- Extract to read -
────────────────────

Loyola's Continuing Legal Education (CLE) program presented the program for local attorneys, judges, mental health professionals and financial advisors. The workshop's popularity signals the dire need seen by many local legal and family advocates for collaborative divorce, a process that avoids in-court litigation by having all decisions involved in the divorce -- from splitting up property to custody arrangements -- made through a team consisting of two attorneys, a mental health professional and a financial advisor.
Collaborative divorce is catching on across the country, with Louisiana at the forefront of its development. To Landrieu, that's good news.
"[Collaborative divorce] is the most exciting new process in the area of family court," says Landrieu, who from her bench in Orleans Parish Civil Court Division E has seen more than her share of family tragedies played out in the courtroom.
Landrieu says collaborative divorce "is up and running in New Orleans and across the state, with many practitioners who are eager to take on these cases." There is no rule or procedure barring the process from any court, Landrieu explains. The only barriers are lack of public awareness and systemic support.
All professionals involved in collaborative divorce must receive training in the process. Advocates for further use of collaborative divorce say it's cost-effective for participants because it reduces time spent litigating in court. They also say it reduces a court's case-load and makes it possible for greater attention to be given to more complicated cases. Collaborative divorce can also be better for the kids, they say.

────────────────────

- Supplied data -
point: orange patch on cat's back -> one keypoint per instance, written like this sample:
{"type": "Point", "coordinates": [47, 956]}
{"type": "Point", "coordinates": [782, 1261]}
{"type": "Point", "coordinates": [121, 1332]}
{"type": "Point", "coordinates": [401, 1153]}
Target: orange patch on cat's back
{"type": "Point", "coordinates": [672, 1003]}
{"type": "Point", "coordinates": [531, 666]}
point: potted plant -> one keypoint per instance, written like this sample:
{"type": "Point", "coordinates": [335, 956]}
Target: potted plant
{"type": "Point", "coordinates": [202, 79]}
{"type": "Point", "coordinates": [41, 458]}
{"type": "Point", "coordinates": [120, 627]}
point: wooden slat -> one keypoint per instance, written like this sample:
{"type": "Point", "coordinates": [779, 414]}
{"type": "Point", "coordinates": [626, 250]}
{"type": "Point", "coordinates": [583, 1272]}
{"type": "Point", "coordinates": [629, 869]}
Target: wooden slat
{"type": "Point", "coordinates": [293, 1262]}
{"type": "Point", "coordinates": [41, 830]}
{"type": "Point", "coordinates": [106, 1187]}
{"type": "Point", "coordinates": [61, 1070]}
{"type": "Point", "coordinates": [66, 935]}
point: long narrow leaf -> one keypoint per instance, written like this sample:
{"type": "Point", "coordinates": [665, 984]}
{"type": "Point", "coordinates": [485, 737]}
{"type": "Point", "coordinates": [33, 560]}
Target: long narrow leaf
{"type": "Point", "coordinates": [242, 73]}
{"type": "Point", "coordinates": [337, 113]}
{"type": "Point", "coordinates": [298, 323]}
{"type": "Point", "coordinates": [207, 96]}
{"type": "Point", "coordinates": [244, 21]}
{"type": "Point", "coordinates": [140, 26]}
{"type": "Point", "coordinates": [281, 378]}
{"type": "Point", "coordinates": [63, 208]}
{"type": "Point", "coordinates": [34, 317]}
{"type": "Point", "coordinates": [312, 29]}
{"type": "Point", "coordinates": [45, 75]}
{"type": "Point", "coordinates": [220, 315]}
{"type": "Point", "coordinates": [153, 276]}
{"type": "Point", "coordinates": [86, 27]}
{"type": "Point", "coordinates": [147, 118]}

────────────────────

- Questions -
1. In the text on collaborative divorce, who makes up the team that decides every matter in the divorce?
2. Translate this sentence from the text on collaborative divorce into Spanish: "All professionals involved in collaborative divorce must receive training in the process."

- Responses in order -
1. Two attorneys, a mental health professional and a financial advisor.

2. Todos los profesionales que participan en el divorcio colaborativo deben recibir capacitación en el proceso.